Passage shown
..........
Like finishing in the first five, most of us have exercised at least once in our lives. But like education, exercise too shows long-term benefits if one goes about it regularly, diligently. They say genius is 99 per cent perspiration. Fitness demands 100 per cent exercising effort and a complementary, committed lifestyle before you pluck the fruits of fitness.
Unfortunately, our educationists took a lot from the English system – but forgot one of its most-important lessons: the Battle of Waterloo was won on the playing fields of Eton. No wonder most of our school physical training instructors initiate us into robotic knee-jerk programmes that put most of us off exercising for life. We as a people have a lot of unlearning to do when it comes to school and college education. We have to make both fitness oriented – in terms of jobs and physical fitness.
Whether you are running for medals or managing director-ship, you shorten the odds if you have fitness in your comer. Besides, aerobics – like the proverbial apple a day – keeps the good doctor far away, and is a good prescription for all those who place health over hospital. So while it is too late to go back to school, it is never too late to visit a health club. Or – if it is more convenient – work out at home. For it starts right there – like charity.
The length of your workout determines the quantum of fat and calories consumed.
When your body engine is idle, its fuel is glycogen and carbohydrates. Then, as you step into aerobics, your metabolism moves in time with your shifting gears. Initially, about 90 per cent of your energy is contributed by carbohydrates, the balance by fat. As you accelerate your aerobic programme, fat feeds more and more of the required fuel. As you clock 30 minutes, your vehicle draws equally from the two fuels. When you hold course in overdrive for a couple of hours, the two pumps exchange positions. Now your energy requirement is fed 90 per cent by fat, 10 per cent by carbohydrates.
..........
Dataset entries
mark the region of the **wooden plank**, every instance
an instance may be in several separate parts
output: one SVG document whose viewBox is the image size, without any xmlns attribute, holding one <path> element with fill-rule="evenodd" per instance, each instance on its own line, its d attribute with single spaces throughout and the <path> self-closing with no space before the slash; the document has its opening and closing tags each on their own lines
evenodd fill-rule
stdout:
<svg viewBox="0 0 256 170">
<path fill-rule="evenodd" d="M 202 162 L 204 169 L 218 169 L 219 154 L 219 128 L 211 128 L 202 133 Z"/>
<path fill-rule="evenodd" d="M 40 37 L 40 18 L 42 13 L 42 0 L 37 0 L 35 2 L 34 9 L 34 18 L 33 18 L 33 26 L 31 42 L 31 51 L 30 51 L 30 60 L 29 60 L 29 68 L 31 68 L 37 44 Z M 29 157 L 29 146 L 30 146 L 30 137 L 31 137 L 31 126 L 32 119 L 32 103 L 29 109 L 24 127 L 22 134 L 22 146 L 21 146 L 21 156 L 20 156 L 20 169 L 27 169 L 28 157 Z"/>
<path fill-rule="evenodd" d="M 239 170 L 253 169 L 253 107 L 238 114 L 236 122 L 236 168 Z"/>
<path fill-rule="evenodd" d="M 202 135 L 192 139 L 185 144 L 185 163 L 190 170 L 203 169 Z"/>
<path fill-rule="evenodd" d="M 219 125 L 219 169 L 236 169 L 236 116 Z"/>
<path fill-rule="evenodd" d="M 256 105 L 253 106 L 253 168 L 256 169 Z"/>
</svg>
..........
Tasks to complete
(1) Does the fitness passage support each statement? (a) Thirty minutes into a workout, the body draws equally on carbohydrates and fat. (b) At the start of aerobics, about half the energy comes from fat. (c) It is too late to start going to a health club. For each, answer yes or no and quote the exact words from the fitness passage that decide it.
(2) According to the fitness passage, what fuels the body when its engine is idle?

Expected results
(1)
(a) Yes: "As you clock 30 minutes, your vehicle draws equally from the two fuels."
(b) No: "Initially, about 90 per cent of your energy is contributed by carbohydrates, the balance by fat."
(c) No: "it is never too late to visit a health club."

(2) Glycogen and carbohydrates.